[YOUR GOAL] Reproduce the entries below in full, replacing every occurrence of "rough mask" with "coarse mask" and leaving all other text unchanged.

[MATERIAL SUPPLIED]
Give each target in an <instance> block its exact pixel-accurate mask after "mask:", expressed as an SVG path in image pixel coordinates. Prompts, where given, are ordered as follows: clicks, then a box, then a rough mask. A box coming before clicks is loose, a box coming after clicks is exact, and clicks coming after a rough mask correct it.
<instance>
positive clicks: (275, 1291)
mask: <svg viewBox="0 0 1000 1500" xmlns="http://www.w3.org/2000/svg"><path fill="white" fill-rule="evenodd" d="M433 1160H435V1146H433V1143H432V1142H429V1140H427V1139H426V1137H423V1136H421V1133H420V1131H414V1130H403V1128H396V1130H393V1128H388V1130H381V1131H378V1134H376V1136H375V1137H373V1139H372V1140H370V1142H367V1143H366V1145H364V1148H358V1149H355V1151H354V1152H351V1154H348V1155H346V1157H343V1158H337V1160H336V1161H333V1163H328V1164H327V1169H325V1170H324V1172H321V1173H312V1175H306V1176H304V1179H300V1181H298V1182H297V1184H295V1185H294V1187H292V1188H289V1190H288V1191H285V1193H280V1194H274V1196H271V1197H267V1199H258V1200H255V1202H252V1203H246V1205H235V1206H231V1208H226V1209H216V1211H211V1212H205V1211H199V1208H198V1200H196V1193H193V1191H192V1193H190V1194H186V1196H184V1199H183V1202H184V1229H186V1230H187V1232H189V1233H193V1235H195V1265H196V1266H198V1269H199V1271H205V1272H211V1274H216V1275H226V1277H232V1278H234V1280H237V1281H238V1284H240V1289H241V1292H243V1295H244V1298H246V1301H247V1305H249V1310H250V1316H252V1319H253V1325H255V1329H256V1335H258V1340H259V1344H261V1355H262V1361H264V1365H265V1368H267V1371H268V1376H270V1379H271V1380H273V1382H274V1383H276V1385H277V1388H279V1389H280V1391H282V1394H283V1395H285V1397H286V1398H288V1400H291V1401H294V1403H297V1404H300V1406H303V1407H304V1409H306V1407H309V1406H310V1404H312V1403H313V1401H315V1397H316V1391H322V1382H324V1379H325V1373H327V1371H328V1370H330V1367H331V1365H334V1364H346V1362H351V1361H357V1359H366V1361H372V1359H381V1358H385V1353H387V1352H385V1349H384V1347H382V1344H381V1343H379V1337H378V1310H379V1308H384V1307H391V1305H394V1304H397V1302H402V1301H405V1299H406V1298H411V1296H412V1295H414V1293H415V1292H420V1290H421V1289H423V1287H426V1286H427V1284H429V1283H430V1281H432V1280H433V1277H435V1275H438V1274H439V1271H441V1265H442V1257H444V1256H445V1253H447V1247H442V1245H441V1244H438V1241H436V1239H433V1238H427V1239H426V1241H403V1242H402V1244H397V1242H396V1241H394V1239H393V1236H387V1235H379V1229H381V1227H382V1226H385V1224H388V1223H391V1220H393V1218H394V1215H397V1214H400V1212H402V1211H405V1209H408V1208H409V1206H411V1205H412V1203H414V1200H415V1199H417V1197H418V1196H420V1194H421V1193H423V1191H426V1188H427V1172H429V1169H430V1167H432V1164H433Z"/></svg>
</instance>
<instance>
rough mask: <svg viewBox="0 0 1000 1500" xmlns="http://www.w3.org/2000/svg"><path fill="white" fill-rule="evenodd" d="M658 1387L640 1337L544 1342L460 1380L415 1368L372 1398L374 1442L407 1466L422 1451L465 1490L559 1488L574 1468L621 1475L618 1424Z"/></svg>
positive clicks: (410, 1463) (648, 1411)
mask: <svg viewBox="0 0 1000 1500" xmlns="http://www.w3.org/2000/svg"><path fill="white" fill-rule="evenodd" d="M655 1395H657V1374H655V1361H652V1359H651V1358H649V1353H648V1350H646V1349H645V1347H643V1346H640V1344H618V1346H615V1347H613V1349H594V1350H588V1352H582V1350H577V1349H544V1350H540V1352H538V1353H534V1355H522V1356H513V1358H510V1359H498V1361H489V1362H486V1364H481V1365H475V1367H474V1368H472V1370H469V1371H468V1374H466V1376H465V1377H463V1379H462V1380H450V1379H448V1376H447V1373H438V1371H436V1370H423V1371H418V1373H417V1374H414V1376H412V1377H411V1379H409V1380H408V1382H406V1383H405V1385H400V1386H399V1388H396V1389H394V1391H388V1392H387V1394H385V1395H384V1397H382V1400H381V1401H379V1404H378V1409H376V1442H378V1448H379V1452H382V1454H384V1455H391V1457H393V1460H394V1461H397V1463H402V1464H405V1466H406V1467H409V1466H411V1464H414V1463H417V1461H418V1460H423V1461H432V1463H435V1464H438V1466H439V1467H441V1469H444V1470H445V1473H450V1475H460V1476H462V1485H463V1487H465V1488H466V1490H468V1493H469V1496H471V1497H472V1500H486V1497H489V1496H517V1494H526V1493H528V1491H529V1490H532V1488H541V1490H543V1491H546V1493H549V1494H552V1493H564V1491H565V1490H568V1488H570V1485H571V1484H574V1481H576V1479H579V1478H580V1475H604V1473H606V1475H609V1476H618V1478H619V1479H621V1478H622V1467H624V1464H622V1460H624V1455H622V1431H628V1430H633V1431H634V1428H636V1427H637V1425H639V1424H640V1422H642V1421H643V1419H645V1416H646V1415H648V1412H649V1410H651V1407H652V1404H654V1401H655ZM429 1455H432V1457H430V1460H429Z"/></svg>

[EXPECTED OUTPUT]
Give each target in an <instance> block its exact pixel-accurate mask after "mask:", expressed as an SVG path in image pixel coordinates. Prompts, where given, are ordered as follows: clicks, then a box, then a coarse mask. A box coming before clicks is loose, a box coming after clicks is exact, and clicks coming after a coarse mask correct it.
<instance>
positive clicks: (275, 1291)
mask: <svg viewBox="0 0 1000 1500" xmlns="http://www.w3.org/2000/svg"><path fill="white" fill-rule="evenodd" d="M433 1160H435V1146H433V1143H432V1142H429V1140H427V1139H426V1137H423V1136H421V1133H420V1131H414V1130H403V1128H396V1130H393V1128H388V1130H381V1131H378V1134H376V1136H375V1137H373V1139H372V1140H370V1142H367V1143H366V1145H364V1148H358V1149H355V1151H354V1152H351V1154H348V1155H346V1157H343V1158H337V1160H336V1161H333V1163H328V1164H327V1169H325V1170H324V1172H321V1173H312V1175H306V1176H304V1179H300V1181H298V1182H297V1184H295V1185H294V1187H292V1188H289V1190H288V1191H285V1193H280V1194H274V1196H271V1197H267V1199H258V1200H255V1202H252V1203H246V1205H235V1206H231V1208H226V1209H216V1211H211V1212H205V1211H199V1208H198V1200H196V1193H193V1191H192V1193H190V1194H186V1196H184V1199H183V1202H184V1229H186V1230H187V1232H189V1233H193V1235H195V1265H196V1266H198V1269H199V1271H205V1272H211V1274H216V1275H226V1277H232V1278H234V1280H237V1281H238V1284H240V1289H241V1292H243V1295H244V1298H246V1301H247V1305H249V1310H250V1316H252V1319H253V1325H255V1329H256V1335H258V1340H259V1344H261V1355H262V1361H264V1365H265V1368H267V1371H268V1376H270V1379H271V1380H273V1382H274V1383H276V1385H277V1388H279V1389H280V1391H282V1394H283V1395H285V1397H286V1398H288V1400H291V1401H294V1403H297V1404H300V1406H303V1407H304V1409H306V1407H309V1406H310V1404H312V1403H313V1401H315V1397H316V1391H322V1382H324V1379H325V1373H327V1371H328V1370H330V1367H331V1365H334V1364H346V1362H351V1361H357V1359H366V1361H372V1359H381V1358H385V1353H387V1352H385V1349H384V1347H382V1344H381V1343H379V1337H378V1310H379V1308H384V1307H391V1305H394V1304H397V1302H402V1301H405V1299H406V1298H411V1296H412V1295H414V1293H415V1292H420V1290H421V1289H423V1287H426V1286H427V1284H429V1283H430V1281H432V1280H433V1277H435V1275H438V1274H439V1271H441V1265H442V1257H444V1256H445V1253H447V1247H442V1245H441V1244H438V1241H436V1239H433V1238H427V1239H426V1241H403V1242H402V1244H397V1242H396V1241H394V1239H393V1236H387V1235H379V1229H381V1227H382V1226H385V1224H388V1223H391V1220H393V1218H394V1215H397V1214H400V1212H402V1211H405V1209H408V1208H409V1206H411V1205H412V1203H414V1200H415V1199H417V1197H418V1196H420V1194H421V1193H423V1191H426V1188H427V1172H429V1169H430V1167H432V1164H433Z"/></svg>
</instance>
<instance>
coarse mask: <svg viewBox="0 0 1000 1500" xmlns="http://www.w3.org/2000/svg"><path fill="white" fill-rule="evenodd" d="M658 1387L640 1337L544 1342L460 1380L415 1368L372 1398L374 1442L407 1466L422 1451L465 1490L559 1488L574 1468L621 1475L618 1424Z"/></svg>
positive clicks: (410, 1463) (648, 1411)
mask: <svg viewBox="0 0 1000 1500" xmlns="http://www.w3.org/2000/svg"><path fill="white" fill-rule="evenodd" d="M655 1395H657V1374H655V1361H652V1359H651V1358H649V1353H648V1350H646V1349H645V1347H643V1346H640V1344H618V1346H615V1347H613V1349H594V1350H588V1352H582V1350H577V1349H544V1350H540V1352H538V1353H534V1355H522V1356H513V1358H510V1359H498V1361H489V1362H486V1364H481V1365H475V1367H474V1368H472V1370H469V1371H468V1374H466V1376H465V1377H463V1379H462V1380H450V1379H448V1376H447V1373H438V1371H436V1370H423V1371H418V1373H417V1374H414V1376H412V1377H411V1379H409V1380H408V1382H406V1383H405V1385H400V1386H399V1388H396V1389H394V1391H388V1392H387V1394H385V1395H384V1397H382V1400H381V1401H379V1404H378V1409H376V1442H378V1448H379V1452H382V1454H384V1455H391V1457H393V1460H394V1461H397V1463H402V1464H405V1466H406V1467H409V1466H411V1464H414V1463H417V1461H418V1460H423V1461H432V1463H435V1464H438V1466H439V1467H441V1469H444V1470H445V1473H450V1475H460V1476H462V1485H463V1487H465V1488H466V1490H468V1493H469V1496H471V1497H472V1500H486V1497H489V1496H517V1494H526V1493H528V1491H529V1490H532V1488H541V1490H543V1491H546V1493H549V1494H552V1493H564V1491H565V1490H568V1488H570V1485H571V1484H574V1481H576V1479H579V1478H580V1475H604V1473H606V1475H609V1476H618V1478H619V1479H621V1478H622V1467H624V1464H622V1460H624V1455H622V1431H628V1430H633V1431H634V1428H636V1427H637V1425H639V1424H640V1422H642V1421H643V1419H645V1416H646V1415H648V1412H649V1410H651V1407H652V1404H654V1401H655ZM429 1455H432V1457H430V1460H429Z"/></svg>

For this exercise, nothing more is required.